---------- The records

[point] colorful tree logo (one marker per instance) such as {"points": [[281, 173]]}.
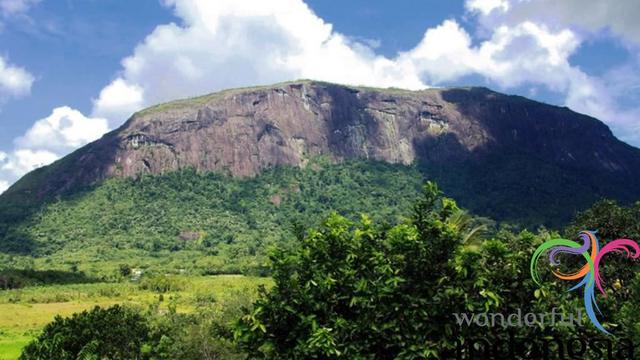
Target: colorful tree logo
{"points": [[589, 275]]}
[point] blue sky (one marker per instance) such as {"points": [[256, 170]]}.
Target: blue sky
{"points": [[71, 70]]}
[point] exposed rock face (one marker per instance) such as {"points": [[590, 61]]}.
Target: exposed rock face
{"points": [[244, 131]]}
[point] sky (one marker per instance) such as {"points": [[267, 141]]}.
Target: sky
{"points": [[71, 70]]}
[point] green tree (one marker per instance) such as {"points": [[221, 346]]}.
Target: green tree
{"points": [[114, 333]]}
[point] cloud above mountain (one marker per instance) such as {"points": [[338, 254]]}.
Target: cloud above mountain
{"points": [[15, 81], [226, 43]]}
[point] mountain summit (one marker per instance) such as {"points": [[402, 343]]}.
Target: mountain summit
{"points": [[496, 153]]}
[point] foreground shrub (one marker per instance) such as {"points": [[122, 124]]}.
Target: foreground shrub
{"points": [[113, 333]]}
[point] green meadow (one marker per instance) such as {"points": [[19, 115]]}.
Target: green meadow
{"points": [[24, 312]]}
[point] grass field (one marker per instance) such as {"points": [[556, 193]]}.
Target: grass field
{"points": [[24, 312]]}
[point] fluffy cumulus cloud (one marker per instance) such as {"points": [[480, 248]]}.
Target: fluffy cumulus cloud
{"points": [[14, 7], [605, 96], [65, 129], [619, 16], [14, 81], [228, 43], [47, 140]]}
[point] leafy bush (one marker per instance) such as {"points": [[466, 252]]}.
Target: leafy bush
{"points": [[113, 333]]}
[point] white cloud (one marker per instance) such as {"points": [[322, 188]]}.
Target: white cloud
{"points": [[65, 129], [118, 100], [14, 7], [227, 43], [14, 81], [22, 161], [604, 97], [619, 16], [486, 7], [49, 139]]}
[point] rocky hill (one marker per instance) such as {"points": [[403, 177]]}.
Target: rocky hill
{"points": [[496, 153]]}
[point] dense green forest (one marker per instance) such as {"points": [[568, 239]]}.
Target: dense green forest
{"points": [[214, 223], [371, 289], [225, 224]]}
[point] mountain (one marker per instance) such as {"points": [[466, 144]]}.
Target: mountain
{"points": [[501, 156]]}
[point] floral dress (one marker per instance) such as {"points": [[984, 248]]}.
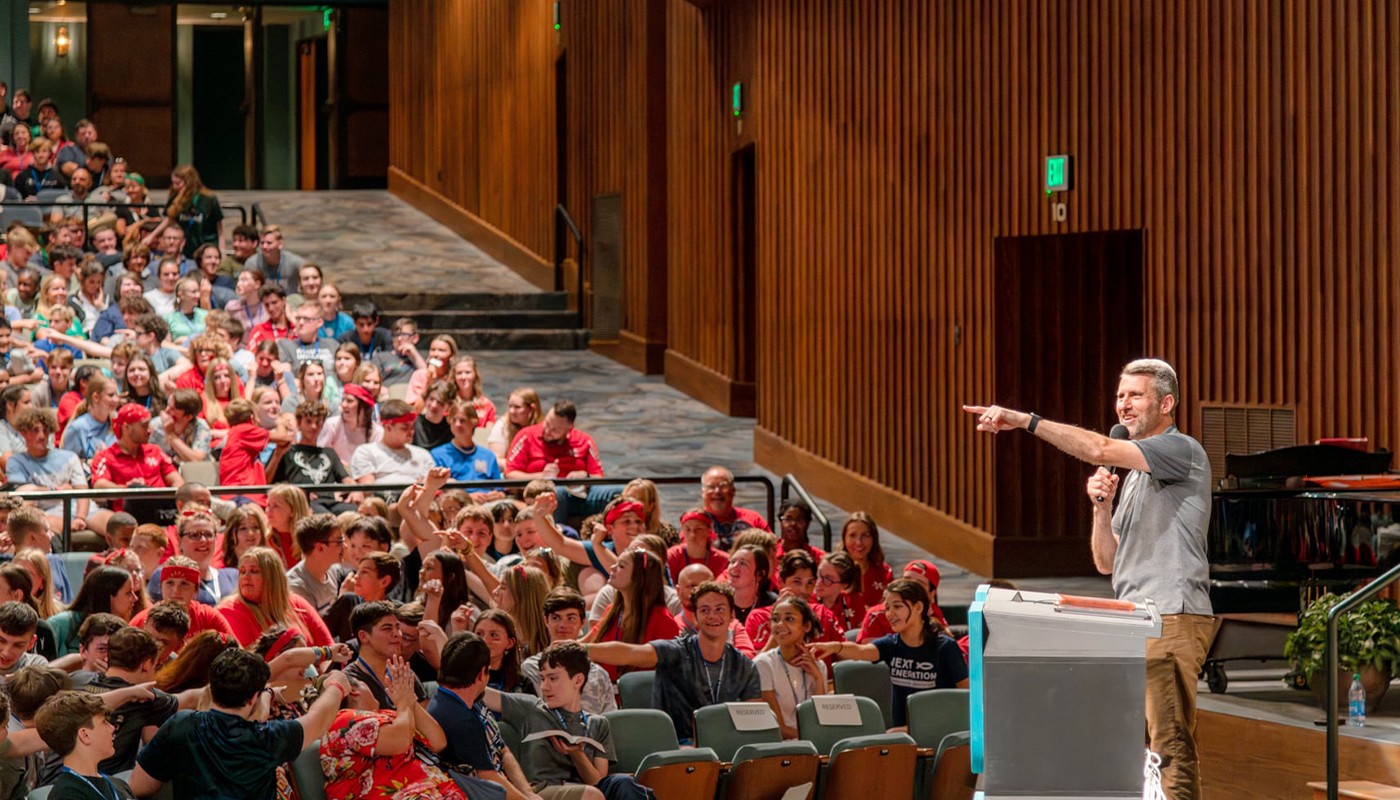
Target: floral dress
{"points": [[356, 772]]}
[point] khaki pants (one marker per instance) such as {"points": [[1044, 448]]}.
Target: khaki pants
{"points": [[1172, 664]]}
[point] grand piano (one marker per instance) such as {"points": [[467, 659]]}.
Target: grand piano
{"points": [[1290, 526]]}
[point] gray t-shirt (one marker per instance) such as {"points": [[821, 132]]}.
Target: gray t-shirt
{"points": [[1161, 523], [542, 764], [314, 591], [685, 681]]}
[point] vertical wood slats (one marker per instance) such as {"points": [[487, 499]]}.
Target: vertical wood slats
{"points": [[1252, 140]]}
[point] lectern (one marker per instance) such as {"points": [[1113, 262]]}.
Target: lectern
{"points": [[1057, 697]]}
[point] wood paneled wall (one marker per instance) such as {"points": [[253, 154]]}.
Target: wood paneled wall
{"points": [[1253, 142], [472, 109]]}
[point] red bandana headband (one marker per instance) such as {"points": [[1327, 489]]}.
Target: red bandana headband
{"points": [[280, 643], [129, 414], [179, 572], [622, 509], [697, 517]]}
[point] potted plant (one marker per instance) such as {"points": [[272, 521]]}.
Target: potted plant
{"points": [[1368, 643]]}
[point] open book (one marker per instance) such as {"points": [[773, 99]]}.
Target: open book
{"points": [[564, 736]]}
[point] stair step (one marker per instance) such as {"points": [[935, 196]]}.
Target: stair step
{"points": [[458, 320], [399, 304], [514, 339]]}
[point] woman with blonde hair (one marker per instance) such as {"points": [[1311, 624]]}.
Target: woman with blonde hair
{"points": [[287, 505], [644, 492], [265, 600], [441, 352], [466, 383], [193, 209], [41, 577], [245, 528]]}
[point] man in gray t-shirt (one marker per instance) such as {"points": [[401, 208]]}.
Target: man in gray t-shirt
{"points": [[1154, 544]]}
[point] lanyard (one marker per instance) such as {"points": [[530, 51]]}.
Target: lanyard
{"points": [[95, 790], [704, 673]]}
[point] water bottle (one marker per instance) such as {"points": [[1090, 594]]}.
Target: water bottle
{"points": [[1357, 702]]}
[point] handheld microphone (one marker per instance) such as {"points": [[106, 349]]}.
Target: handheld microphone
{"points": [[1119, 432]]}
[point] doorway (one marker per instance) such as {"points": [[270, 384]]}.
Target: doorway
{"points": [[312, 116], [744, 237], [1068, 315], [217, 125]]}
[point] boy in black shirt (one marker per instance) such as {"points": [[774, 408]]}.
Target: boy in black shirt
{"points": [[305, 464], [77, 729]]}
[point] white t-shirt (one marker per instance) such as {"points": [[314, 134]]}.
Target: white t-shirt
{"points": [[405, 465], [790, 684]]}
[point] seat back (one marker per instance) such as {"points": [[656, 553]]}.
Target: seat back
{"points": [[935, 713], [203, 472], [954, 778], [714, 729], [865, 680], [307, 775], [767, 771], [879, 765], [690, 774], [634, 690], [637, 733], [825, 737], [511, 736]]}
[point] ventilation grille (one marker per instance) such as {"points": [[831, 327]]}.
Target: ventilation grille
{"points": [[1242, 430], [605, 250]]}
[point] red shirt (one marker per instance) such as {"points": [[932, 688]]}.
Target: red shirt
{"points": [[200, 618], [150, 465], [240, 464], [247, 628], [529, 453], [877, 624], [660, 625], [874, 580], [678, 559], [269, 331]]}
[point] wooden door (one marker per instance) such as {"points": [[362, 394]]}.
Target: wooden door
{"points": [[1068, 315], [132, 83]]}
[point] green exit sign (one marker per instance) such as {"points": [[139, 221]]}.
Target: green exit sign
{"points": [[1057, 174]]}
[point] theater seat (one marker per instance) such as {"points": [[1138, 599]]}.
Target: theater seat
{"points": [[714, 729], [767, 771], [307, 774], [634, 688], [865, 680], [637, 733], [825, 737], [879, 765], [690, 774]]}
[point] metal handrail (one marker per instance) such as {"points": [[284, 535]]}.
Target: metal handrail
{"points": [[128, 493], [562, 213], [87, 208], [1333, 622], [790, 482]]}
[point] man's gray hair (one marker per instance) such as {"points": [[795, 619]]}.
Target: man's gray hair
{"points": [[1162, 374]]}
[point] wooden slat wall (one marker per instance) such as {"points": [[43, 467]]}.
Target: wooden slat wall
{"points": [[472, 108], [1253, 142]]}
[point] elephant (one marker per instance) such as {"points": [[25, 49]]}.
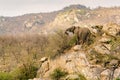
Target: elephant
{"points": [[82, 34]]}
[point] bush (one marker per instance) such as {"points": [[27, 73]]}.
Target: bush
{"points": [[5, 76], [118, 79], [25, 72], [58, 74], [82, 77]]}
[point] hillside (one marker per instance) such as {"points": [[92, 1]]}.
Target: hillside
{"points": [[48, 50]]}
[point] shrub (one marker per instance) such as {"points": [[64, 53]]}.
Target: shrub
{"points": [[58, 74], [25, 72], [82, 77], [5, 76], [118, 79]]}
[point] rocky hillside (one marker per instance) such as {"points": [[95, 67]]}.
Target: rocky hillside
{"points": [[98, 61], [56, 56], [71, 15]]}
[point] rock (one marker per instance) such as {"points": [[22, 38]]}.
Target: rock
{"points": [[105, 75], [72, 77], [77, 47], [43, 59], [117, 73], [105, 40], [112, 29], [103, 49], [44, 67]]}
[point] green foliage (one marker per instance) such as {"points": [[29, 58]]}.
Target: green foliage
{"points": [[25, 72], [82, 77], [100, 58], [118, 79], [5, 76], [58, 74], [73, 40]]}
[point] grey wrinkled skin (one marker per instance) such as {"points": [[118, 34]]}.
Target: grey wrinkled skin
{"points": [[83, 34]]}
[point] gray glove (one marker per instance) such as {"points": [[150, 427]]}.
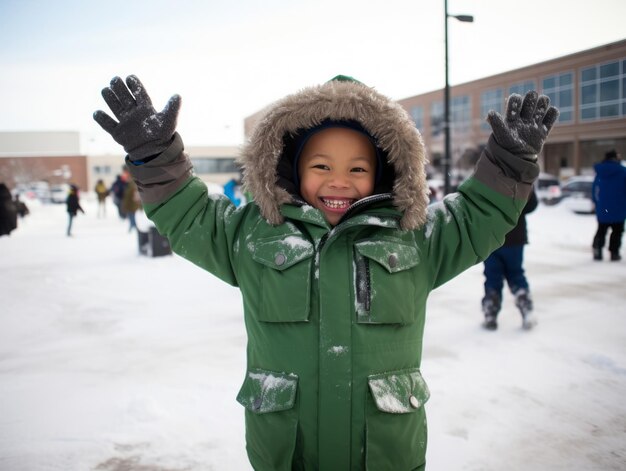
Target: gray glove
{"points": [[526, 125], [141, 130]]}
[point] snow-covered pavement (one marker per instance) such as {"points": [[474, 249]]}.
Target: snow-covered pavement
{"points": [[113, 361]]}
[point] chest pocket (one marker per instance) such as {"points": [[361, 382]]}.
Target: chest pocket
{"points": [[285, 279], [385, 285]]}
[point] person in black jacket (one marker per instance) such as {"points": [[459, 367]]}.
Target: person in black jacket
{"points": [[73, 206], [8, 213], [507, 262]]}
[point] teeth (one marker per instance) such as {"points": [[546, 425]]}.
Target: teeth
{"points": [[336, 204]]}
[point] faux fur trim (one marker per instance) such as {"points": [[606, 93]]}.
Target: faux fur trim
{"points": [[384, 119]]}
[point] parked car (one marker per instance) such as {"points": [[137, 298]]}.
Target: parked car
{"points": [[548, 189], [576, 194]]}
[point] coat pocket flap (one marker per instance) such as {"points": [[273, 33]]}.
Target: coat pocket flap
{"points": [[267, 391], [394, 256], [399, 392], [282, 252]]}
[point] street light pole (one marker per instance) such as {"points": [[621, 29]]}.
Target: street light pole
{"points": [[446, 100]]}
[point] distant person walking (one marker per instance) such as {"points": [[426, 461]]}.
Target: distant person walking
{"points": [[101, 192], [117, 190], [507, 262], [73, 206], [609, 195], [8, 213], [20, 206], [131, 203]]}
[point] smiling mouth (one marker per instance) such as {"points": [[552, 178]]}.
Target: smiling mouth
{"points": [[337, 203]]}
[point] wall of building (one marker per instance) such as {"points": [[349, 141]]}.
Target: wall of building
{"points": [[576, 142]]}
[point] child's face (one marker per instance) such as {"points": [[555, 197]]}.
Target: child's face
{"points": [[337, 167]]}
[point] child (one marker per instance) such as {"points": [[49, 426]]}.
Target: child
{"points": [[335, 257]]}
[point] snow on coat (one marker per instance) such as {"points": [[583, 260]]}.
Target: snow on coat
{"points": [[334, 315]]}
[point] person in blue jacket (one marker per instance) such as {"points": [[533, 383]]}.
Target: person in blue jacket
{"points": [[609, 196]]}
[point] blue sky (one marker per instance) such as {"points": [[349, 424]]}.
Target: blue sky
{"points": [[230, 58]]}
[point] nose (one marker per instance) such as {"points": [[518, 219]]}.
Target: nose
{"points": [[338, 180]]}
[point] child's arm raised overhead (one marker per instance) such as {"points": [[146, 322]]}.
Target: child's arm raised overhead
{"points": [[177, 202], [489, 203]]}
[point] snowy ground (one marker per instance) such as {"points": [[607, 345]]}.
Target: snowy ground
{"points": [[112, 361]]}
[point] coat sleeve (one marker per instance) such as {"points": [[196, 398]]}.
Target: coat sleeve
{"points": [[200, 227], [467, 226]]}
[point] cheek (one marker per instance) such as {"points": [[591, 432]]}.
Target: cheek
{"points": [[308, 189]]}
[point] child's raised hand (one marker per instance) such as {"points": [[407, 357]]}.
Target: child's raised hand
{"points": [[526, 125], [141, 130]]}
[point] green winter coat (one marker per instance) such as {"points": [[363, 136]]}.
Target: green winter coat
{"points": [[335, 316]]}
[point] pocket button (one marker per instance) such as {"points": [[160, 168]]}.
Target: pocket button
{"points": [[393, 260]]}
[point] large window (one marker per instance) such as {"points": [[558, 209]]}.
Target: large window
{"points": [[522, 87], [417, 113], [603, 91], [436, 118], [490, 100], [214, 165], [460, 114], [560, 89]]}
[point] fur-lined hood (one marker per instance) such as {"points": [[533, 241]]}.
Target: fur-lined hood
{"points": [[266, 157]]}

--------------------

*Action item*.
Only lines belong in the copy: transcribe those from the start of the data through the line that contains "[point] leafy bush", and skip the pictures.

*Answer box*.
[point] colorful tree logo (one marker per instance) such as {"points": [[281, 173]]}.
Target: colorful tree logo
{"points": [[589, 275]]}
[point] blue sky (one marker per instance) such as {"points": [[256, 170]]}.
Target: blue sky
{"points": [[71, 70]]}
[point] exposed rock face (one marker per instance) such as {"points": [[590, 61]]}.
Target: exposed rock face
{"points": [[244, 131]]}
[point] sky (one marker per instance) such as {"points": [[267, 141]]}.
Target: sky
{"points": [[71, 70]]}
[point] green tree (one marker per instance) such as {"points": [[221, 346]]}.
Target: green tree
{"points": [[114, 333]]}
[point] cloud above mountain (one marker per instance) such as {"points": [[338, 254]]}.
Target: cloud above mountain
{"points": [[15, 81], [226, 43]]}
[point] mountain summit (one marker per instance) such as {"points": [[402, 343]]}.
Target: mountain summit
{"points": [[496, 153]]}
[point] foreground shrub (one marker per instance) such as {"points": [[122, 124]]}.
Target: foreground shrub
{"points": [[113, 333]]}
[point] green meadow (one marker per instance) such as {"points": [[19, 115]]}.
Target: green meadow
{"points": [[24, 312]]}
[point] grass field (one marker per instance) such as {"points": [[556, 193]]}.
Target: grass field
{"points": [[24, 312]]}
[point] fluffy cumulus cloud (one marker per instance) such as {"points": [[480, 248]]}.
Target: fluffy cumulus cloud
{"points": [[14, 7], [605, 96], [65, 129], [619, 16], [14, 81], [228, 43], [47, 140]]}
[point] leafy bush (one marker per instance) such as {"points": [[466, 252]]}.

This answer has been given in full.